(Selected extract)
THE UNLABELED ANTIBODY ENZYME METHOD OF IMMUNOCYTOCHEMISTRY QUANTITATIVE COMPARISON OF SENSITIVITIES WITH AND WITHOUT PEROXIDASE-ANTIPEROXIDASE COMPLEX

Abstract
Araldite sections of rat pituitary intermediate lobe were used with anti-17-39 adrenocorticotropin in the unlabeled antibody enzyme method to compare electron microscopic immunocytochemical staining by peroxidase-antiperoxidase complex (PAP) with antiserum or purified antibody to peroxidase followed by peroxidase (PO). Quantitation of normalized optical densities of secretory granules offered high significance comparison (P < 0.0001) of experimental with control values and of experimental values with each other. Use of purified antibody (prepared by a new density gradient method) yielded four times higher sensitivity than antiserum to PO, while a 6.5-fold increase would have been expected from the degree of contamination of anti-PO in the serum by nonanti-PO immunoglobulin. Use of PAP was four to five times more sensitive than purified anti-PO and 20 times more sensitive than antiserum to PO. The increased sensitivity of PAP is explained by the high over-all binding affinity of PO for anti-PO in the cyclic PAP molecule, thus preventing the losses of PO that occur during washing when anti-PO and PO have been applied in sequence. Identification of the characteristic, cyclic PAP molecules affords confirmation of specific staining at high resolution. In the sequential application of anti-PO and PO, no PAP molecules are formed, thus making distinction of specific from nonspecific deposition of enzyme reaction products ambiguous. With the use of anti-17-39 ACTH and the intermediate lobe, the unlabeled antibody enzyme method was 16,000-100,000 times more sensitive than radioimmunoassay.

(Task requirements)
Answer from the abstract on the unlabeled antibody enzyme method:
(a) What tissue was sectioned for the comparison?
(b) How many times more sensitive was PAP than antiserum to PO?
(c) How many times more sensitive than radioimmunoassay was the method with anti-17-39 ACTH and the intermediate lobe?
The data that follow are not needed.

(Supplied records)
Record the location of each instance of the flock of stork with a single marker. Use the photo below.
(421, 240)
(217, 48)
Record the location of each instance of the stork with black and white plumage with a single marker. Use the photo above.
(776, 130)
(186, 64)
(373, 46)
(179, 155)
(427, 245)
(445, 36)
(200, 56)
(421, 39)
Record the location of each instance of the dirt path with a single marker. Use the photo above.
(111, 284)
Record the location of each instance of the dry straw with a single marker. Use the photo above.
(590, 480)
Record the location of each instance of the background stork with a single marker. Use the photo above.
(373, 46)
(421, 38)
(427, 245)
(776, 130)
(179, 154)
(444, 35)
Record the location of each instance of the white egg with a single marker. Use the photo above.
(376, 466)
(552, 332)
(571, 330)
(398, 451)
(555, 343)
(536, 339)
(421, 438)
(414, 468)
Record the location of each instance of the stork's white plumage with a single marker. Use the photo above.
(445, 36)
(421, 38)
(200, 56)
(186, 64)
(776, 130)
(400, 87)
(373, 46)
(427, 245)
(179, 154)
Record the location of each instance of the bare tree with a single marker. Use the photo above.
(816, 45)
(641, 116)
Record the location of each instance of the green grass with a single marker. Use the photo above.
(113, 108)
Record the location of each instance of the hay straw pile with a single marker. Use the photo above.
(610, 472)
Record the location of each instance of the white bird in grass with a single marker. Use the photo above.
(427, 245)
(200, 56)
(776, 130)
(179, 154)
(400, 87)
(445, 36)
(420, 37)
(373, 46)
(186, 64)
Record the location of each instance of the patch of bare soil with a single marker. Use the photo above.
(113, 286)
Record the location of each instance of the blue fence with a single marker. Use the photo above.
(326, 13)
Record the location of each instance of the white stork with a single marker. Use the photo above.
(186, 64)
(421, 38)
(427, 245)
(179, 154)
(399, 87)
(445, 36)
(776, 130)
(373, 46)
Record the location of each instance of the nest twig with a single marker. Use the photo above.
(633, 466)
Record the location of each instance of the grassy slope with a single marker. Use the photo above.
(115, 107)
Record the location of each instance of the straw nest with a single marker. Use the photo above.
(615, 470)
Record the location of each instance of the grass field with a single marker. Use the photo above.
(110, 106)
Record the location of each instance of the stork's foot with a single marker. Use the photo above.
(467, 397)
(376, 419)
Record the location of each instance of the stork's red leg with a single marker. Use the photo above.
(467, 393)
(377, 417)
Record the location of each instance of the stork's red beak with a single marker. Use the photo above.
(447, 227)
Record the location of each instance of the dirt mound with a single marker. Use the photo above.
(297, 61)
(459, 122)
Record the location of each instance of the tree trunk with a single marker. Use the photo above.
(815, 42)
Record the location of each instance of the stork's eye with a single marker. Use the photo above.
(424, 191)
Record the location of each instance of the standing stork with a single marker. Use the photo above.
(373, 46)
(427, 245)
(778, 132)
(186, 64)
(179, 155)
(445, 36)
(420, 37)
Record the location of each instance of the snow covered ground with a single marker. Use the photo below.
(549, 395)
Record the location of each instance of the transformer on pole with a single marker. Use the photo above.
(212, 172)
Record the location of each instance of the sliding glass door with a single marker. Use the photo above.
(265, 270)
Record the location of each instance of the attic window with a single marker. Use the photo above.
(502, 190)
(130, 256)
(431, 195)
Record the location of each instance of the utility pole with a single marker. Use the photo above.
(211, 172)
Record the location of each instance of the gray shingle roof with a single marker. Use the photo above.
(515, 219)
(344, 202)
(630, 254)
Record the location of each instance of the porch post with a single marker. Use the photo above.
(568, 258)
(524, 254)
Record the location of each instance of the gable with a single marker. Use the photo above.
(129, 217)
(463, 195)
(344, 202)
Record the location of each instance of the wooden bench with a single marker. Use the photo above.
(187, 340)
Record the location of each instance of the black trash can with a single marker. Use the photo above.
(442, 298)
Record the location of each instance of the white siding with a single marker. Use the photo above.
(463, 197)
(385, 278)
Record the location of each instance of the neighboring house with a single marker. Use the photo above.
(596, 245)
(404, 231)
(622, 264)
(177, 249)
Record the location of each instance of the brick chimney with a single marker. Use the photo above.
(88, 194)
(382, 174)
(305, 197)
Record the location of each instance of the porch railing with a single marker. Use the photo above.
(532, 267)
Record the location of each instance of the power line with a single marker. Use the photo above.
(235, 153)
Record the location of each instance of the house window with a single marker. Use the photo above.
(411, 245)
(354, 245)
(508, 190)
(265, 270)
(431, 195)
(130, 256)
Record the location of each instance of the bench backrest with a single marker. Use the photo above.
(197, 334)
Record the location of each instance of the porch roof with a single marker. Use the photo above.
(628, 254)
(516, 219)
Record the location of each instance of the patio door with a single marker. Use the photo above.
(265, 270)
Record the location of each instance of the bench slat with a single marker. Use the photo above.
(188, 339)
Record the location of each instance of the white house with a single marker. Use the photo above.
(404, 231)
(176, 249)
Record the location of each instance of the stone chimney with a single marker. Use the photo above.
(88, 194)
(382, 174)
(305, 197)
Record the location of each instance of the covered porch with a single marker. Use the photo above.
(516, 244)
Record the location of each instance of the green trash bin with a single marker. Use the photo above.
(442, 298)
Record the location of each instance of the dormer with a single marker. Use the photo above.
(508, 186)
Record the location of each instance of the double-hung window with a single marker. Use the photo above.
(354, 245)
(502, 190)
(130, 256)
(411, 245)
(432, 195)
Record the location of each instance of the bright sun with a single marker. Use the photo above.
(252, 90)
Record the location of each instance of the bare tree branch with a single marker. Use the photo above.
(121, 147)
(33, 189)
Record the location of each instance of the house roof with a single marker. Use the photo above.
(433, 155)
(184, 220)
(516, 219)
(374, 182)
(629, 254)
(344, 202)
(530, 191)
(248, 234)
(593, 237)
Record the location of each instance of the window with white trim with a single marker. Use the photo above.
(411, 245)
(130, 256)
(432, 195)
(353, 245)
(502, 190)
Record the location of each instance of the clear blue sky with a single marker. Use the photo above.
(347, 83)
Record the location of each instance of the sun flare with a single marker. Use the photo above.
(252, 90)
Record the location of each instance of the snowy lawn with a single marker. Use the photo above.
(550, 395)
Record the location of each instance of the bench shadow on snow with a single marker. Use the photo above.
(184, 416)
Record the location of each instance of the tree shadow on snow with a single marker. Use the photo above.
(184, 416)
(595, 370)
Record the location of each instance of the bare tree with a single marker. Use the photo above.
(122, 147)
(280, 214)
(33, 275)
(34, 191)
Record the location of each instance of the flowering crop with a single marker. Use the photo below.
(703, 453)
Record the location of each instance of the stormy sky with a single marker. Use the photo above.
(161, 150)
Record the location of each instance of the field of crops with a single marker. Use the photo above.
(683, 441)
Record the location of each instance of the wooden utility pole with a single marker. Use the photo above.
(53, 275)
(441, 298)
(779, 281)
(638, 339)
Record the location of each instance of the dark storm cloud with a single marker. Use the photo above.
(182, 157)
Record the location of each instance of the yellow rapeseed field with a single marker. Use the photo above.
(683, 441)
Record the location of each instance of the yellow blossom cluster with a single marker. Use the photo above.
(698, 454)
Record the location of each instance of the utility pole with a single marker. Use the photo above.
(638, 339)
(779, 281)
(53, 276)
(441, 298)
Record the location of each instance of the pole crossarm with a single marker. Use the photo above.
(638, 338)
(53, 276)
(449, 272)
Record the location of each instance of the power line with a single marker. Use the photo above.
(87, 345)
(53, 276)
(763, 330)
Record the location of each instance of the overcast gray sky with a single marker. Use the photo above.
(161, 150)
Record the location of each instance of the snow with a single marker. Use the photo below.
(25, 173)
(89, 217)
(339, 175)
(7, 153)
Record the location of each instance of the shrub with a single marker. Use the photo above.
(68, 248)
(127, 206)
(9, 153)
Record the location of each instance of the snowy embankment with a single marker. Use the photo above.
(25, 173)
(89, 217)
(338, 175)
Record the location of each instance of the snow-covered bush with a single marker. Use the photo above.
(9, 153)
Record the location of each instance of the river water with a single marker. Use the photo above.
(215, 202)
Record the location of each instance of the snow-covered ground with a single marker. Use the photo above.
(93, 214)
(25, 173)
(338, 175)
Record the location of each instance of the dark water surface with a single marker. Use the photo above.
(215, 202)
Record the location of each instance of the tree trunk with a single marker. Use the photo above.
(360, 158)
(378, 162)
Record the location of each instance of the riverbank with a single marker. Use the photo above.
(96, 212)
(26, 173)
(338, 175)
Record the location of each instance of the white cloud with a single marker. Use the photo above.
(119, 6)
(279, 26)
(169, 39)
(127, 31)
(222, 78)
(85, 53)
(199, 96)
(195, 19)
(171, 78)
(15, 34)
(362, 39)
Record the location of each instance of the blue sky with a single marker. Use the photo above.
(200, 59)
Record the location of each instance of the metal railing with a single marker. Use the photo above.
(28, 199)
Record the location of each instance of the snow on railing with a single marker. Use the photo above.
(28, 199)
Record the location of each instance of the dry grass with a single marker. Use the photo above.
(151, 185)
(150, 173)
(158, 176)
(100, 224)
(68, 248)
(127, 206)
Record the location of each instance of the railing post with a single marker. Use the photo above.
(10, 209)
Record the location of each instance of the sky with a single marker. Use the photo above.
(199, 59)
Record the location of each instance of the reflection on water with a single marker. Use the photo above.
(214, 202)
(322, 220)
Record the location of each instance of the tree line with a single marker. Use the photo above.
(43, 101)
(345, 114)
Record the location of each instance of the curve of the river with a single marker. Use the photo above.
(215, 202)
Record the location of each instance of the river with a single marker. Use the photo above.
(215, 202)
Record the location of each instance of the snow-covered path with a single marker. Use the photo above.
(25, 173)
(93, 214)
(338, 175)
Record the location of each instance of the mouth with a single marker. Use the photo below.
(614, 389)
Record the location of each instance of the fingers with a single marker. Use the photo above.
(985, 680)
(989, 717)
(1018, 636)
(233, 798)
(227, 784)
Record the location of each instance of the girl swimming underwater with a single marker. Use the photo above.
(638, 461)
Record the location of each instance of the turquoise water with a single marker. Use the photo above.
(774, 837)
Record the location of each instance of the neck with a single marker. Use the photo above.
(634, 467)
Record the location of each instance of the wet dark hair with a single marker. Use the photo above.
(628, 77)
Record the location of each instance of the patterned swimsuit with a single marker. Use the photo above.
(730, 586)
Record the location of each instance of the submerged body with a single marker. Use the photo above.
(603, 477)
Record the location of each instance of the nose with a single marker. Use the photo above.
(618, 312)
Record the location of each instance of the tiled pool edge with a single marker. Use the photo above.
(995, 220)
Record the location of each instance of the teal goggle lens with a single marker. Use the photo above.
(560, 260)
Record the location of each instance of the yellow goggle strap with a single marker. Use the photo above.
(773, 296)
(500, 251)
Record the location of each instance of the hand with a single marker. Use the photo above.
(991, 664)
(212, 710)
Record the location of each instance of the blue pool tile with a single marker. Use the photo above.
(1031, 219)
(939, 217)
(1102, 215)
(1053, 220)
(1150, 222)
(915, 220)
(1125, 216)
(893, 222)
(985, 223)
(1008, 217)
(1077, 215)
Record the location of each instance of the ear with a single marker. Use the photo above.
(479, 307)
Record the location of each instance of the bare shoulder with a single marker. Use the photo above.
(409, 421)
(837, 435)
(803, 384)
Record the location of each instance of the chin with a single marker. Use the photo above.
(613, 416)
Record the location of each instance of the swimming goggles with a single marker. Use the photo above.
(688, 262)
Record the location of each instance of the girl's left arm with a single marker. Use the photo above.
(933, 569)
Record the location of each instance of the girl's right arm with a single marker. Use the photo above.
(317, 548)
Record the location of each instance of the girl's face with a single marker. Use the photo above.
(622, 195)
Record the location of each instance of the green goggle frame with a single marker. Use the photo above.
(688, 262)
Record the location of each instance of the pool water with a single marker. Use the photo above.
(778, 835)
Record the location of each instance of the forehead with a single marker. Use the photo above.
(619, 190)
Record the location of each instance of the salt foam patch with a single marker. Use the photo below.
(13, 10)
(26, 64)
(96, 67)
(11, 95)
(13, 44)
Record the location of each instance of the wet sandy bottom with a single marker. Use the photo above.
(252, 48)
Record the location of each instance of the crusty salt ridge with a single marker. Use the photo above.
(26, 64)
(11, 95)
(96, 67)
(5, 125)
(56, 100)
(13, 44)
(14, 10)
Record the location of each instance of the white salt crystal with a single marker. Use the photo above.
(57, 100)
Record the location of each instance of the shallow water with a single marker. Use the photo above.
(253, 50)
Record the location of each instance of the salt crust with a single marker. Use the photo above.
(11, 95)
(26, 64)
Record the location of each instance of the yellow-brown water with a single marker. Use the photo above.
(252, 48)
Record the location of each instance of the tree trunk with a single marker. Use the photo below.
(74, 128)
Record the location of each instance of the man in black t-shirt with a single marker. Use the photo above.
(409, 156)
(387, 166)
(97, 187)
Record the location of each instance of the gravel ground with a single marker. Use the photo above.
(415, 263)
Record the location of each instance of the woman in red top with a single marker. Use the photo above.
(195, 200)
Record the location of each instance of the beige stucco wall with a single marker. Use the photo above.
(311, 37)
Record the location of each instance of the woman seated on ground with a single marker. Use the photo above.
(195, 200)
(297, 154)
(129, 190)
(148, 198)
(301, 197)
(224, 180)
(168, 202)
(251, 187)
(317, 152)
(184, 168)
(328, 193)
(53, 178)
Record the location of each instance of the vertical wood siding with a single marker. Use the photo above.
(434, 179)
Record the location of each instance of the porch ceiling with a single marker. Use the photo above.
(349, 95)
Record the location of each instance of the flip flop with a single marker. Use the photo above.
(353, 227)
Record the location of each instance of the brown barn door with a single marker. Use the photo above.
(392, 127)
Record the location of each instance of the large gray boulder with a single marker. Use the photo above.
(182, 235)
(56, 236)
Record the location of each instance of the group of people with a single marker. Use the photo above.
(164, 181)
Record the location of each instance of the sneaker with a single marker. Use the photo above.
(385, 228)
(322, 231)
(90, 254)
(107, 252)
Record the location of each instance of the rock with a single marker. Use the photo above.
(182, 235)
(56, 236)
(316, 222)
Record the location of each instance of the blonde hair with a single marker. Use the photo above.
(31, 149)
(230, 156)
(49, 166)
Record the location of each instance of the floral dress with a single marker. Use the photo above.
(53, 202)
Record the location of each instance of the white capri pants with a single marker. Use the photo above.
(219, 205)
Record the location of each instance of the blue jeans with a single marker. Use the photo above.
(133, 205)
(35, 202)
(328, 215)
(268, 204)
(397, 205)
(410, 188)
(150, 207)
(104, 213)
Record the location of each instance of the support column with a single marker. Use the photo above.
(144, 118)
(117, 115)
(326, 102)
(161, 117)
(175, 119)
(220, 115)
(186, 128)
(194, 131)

(Answer space)
(a) Araldite sections of rat pituitary intermediate lobe.
(b) 20 times.
(c) 16,000-100,000 times.